__WHAT IS NEEDED__. Convert every line of the items below into a JSON list of strings, one string per line, with blank lines left out.

* begin DATA TO USE *

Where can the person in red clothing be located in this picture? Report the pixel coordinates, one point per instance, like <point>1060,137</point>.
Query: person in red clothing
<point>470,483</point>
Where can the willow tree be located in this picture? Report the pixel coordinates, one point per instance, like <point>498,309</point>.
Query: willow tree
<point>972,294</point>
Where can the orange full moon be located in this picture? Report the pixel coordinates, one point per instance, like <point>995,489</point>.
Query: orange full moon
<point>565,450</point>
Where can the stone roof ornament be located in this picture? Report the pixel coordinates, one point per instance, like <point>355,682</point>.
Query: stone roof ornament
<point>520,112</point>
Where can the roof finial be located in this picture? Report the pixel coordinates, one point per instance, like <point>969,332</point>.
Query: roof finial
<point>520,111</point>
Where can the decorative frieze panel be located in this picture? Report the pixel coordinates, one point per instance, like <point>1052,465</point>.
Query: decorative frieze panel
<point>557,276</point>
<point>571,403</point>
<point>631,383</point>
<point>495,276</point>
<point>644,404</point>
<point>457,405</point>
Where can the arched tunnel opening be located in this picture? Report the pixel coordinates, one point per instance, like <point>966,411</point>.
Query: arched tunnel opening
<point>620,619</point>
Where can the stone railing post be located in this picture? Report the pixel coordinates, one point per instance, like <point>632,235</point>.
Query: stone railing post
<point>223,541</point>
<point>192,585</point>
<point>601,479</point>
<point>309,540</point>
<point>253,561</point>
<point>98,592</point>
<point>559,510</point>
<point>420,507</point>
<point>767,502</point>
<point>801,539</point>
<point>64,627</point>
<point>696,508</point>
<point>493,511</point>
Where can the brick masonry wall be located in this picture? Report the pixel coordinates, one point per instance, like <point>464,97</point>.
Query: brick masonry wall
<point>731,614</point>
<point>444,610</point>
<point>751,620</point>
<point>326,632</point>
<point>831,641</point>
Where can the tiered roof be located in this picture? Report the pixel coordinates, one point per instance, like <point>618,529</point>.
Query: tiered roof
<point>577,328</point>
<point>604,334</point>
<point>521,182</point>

* end DATA TO USE *

__EXPECTED ANSWER__.
[
  "Where can the person in red clothing be located in this picture? Report the pixel coordinates, one point per instance, like <point>1060,137</point>.",
  "Query: person in red clothing",
  "<point>470,483</point>",
  "Where can the willow tree be located in this picture? Report the pixel coordinates, one point per instance, like <point>498,309</point>.",
  "Query: willow tree",
  "<point>972,294</point>",
  "Where can the orange full moon be located in this picture? Report the pixel coordinates, one point per instance, like <point>995,489</point>.",
  "Query: orange full moon",
  "<point>565,450</point>",
  "Where can the stone roof ornament be located in this picture? Report the pixel coordinates, one point per instance, like <point>355,682</point>.",
  "Query: stone roof ornament",
  "<point>520,112</point>",
  "Where can the roof finial be located in this picture? Report the pixel coordinates, one point per instance, like <point>969,332</point>.",
  "Query: roof finial",
  "<point>520,111</point>",
  "Where can the decorative frieze panel be located in this picture? Report the pixel coordinates, one point per instance, like <point>1052,465</point>.",
  "Query: decorative frieze panel",
  "<point>557,276</point>",
  "<point>571,403</point>",
  "<point>631,383</point>",
  "<point>495,276</point>",
  "<point>644,404</point>",
  "<point>457,405</point>",
  "Where can the arched tunnel opening be located in this picture? Report the pixel coordinates, one point per instance, like <point>966,411</point>.",
  "Query: arched tunnel opening",
  "<point>620,619</point>",
  "Where can the stone railing post be located in this picture? Report the pixel coordinates, one point per instance, like <point>632,235</point>.",
  "Query: stone railing post",
  "<point>223,541</point>",
  "<point>192,585</point>",
  "<point>601,479</point>",
  "<point>309,540</point>",
  "<point>253,561</point>",
  "<point>98,592</point>",
  "<point>559,510</point>",
  "<point>420,507</point>",
  "<point>767,502</point>",
  "<point>801,539</point>",
  "<point>64,627</point>",
  "<point>696,508</point>",
  "<point>493,511</point>",
  "Where can the brick masonry wall be located in this picture? Report the pixel coordinates, one point per instance, like <point>464,97</point>.",
  "Query: brick masonry wall",
  "<point>731,614</point>",
  "<point>444,610</point>",
  "<point>751,620</point>",
  "<point>326,632</point>",
  "<point>831,641</point>",
  "Where can the tiered roof be located in this picture? Report the pixel coordinates, one point per instance, like <point>618,529</point>.",
  "Query: tiered roof",
  "<point>577,328</point>",
  "<point>604,334</point>",
  "<point>521,182</point>"
]